| Work instruction |
Starting with the line that contains "Q: For every instance of the dark", copy every line through the end of the data below, exactly and with nothing added.

Task material section start

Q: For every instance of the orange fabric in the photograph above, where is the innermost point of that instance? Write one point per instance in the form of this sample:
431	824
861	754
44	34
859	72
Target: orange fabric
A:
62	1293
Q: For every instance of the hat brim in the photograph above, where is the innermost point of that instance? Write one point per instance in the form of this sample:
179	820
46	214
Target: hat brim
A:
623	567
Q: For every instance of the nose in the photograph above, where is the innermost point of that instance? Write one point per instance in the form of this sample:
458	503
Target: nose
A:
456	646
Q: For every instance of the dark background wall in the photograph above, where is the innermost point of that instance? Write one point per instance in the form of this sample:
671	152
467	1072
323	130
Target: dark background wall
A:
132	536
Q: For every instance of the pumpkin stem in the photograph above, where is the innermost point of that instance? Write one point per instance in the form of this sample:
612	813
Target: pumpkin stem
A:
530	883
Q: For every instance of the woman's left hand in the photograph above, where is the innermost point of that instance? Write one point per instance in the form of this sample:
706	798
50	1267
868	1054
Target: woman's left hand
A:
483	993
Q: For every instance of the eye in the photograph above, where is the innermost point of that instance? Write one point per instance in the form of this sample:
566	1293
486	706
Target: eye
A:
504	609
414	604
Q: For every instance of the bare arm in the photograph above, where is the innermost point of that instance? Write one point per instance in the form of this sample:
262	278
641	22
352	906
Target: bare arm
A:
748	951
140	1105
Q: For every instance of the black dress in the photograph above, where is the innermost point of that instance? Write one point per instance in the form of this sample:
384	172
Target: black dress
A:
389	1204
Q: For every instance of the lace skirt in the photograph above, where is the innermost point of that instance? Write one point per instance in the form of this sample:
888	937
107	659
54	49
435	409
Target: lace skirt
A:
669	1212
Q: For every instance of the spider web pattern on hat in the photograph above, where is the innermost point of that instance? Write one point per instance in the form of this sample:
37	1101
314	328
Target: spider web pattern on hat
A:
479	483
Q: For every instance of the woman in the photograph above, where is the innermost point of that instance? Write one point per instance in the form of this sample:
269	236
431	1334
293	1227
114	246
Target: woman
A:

Task material section end

| Solution |
Q: For every instance of the dark background wall in the photograph above, where is the innermost point of that instance? Write one point per instance in the form of this sample:
671	152
467	1072
323	130
Target: dark background wall
A:
132	536
Q: For every instance of the pumpkin stem in the photograph above, where is the innermost point of that instance? Write one point per instance in the form of this sample:
612	813
Target: pumpkin stem
A:
530	883
Q: For every instance of the woman's left hand in the photograph above, where is the innermost point of that instance? Write one point per instance in the form of this sample:
706	798
50	1267
868	1054
Target: woman's left hand
A:
483	993
Q: For every instance of the eye in the photograph above, where is the innermost point of that instance? Write one point per instance in the form of this sample:
566	1293
486	706
Target: eye
A:
504	609
414	604
Q: For every instance of the bare arm in the photograph above, where is the innermost point of that instance? Write one point per instance in the form of this sample:
262	278
641	22
352	906
Target: bare arm
A:
748	951
140	1105
Q: For every instance of the black dress in the photograph above, where is the innermost point of that instance? Write one point per instance in the form of this sample:
384	172
Target: black dress
A:
389	1204
Q: For every instance of the lace skirt in the photograph above, where is the innermost point of that instance? Write one point per instance in the form of this sample:
888	937
107	659
54	49
435	409
Target: lace skirt
A:
669	1212
Q: For every instance of the spider web pattern on hat in the photograph above, where is the innermost point of that instance? Write one point per instance in the form of this sample:
37	1101
314	328
Target: spider web pattern on hat
A:
479	483
Q: For every instance of the woman in the photograph above, where is the innermost point of that instance? Write one point per instance in the form of this sample:
269	236
431	1334
293	1227
114	246
Target: woman
A:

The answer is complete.